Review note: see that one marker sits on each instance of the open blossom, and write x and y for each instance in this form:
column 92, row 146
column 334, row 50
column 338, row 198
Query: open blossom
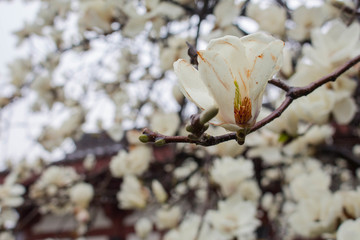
column 232, row 75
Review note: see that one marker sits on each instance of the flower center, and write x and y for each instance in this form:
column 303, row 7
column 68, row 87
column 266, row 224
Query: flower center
column 242, row 107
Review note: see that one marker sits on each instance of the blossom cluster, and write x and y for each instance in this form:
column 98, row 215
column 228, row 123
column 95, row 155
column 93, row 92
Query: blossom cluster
column 98, row 71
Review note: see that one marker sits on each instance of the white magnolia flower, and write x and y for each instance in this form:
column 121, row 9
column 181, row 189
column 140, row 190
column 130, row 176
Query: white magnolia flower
column 81, row 194
column 135, row 162
column 233, row 73
column 132, row 194
column 234, row 218
column 316, row 216
column 229, row 173
column 315, row 184
column 306, row 18
column 349, row 229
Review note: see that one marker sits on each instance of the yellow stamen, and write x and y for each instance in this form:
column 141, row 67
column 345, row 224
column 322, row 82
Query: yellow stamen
column 242, row 107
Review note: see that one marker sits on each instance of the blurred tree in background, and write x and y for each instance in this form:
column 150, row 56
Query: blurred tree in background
column 99, row 76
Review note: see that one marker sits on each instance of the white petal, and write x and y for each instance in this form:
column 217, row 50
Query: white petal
column 216, row 73
column 191, row 85
column 344, row 110
column 232, row 49
column 264, row 67
column 256, row 43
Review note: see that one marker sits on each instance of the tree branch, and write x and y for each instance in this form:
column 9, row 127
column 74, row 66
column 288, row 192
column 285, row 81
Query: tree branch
column 292, row 93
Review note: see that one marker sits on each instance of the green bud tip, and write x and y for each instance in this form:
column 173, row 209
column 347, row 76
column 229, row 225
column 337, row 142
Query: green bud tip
column 208, row 114
column 144, row 138
column 160, row 142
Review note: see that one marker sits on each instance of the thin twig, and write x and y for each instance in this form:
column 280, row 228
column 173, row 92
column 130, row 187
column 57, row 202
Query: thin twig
column 292, row 93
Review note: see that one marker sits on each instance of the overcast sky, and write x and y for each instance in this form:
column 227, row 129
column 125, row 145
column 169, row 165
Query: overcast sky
column 13, row 14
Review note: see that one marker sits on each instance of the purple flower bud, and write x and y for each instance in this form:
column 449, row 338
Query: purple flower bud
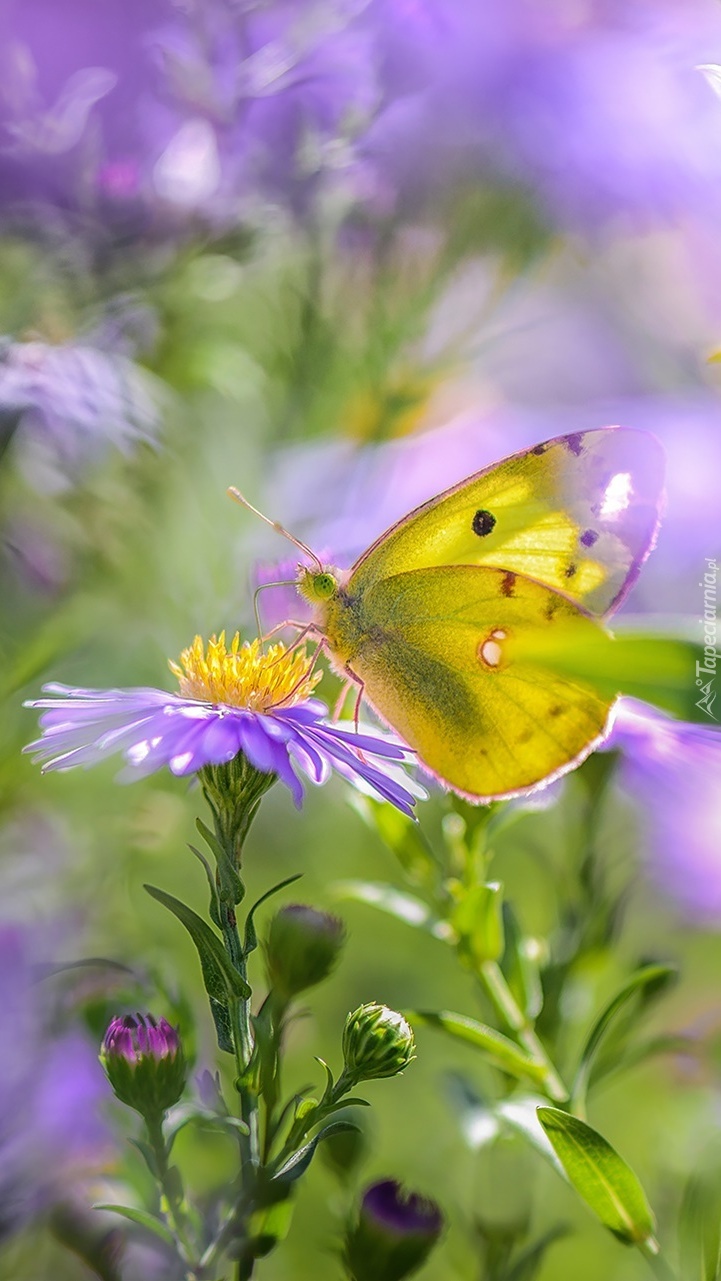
column 145, row 1063
column 301, row 948
column 393, row 1235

■ ■ ■

* _Problem_
Reproduce the rows above without any changes, from the line containing "of the green" through the end of the rows, inclusive, and leave the pictures out of your copy.

* _Problem solution_
Review note: see that one marker sits on each instance of the green bud tip, and write x and y for each instance in this form:
column 173, row 209
column 347, row 76
column 229, row 225
column 337, row 142
Query: green bud tip
column 208, row 114
column 144, row 138
column 160, row 142
Review note: see that one marker sits on each instance of the thin twig, and write x and y for each instance in this form:
column 280, row 228
column 173, row 92
column 130, row 187
column 57, row 202
Query: thin twig
column 292, row 93
Review note: see that one marker sits on each instance of the overcast sky, and write x and y for each instance in this form:
column 227, row 129
column 125, row 145
column 169, row 165
Query: overcast sky
column 13, row 14
Review note: see that one marker sits on each instance of the purple flower bud, and write x and y for each instance in this form:
column 449, row 338
Query: purple flower bud
column 145, row 1063
column 301, row 948
column 393, row 1235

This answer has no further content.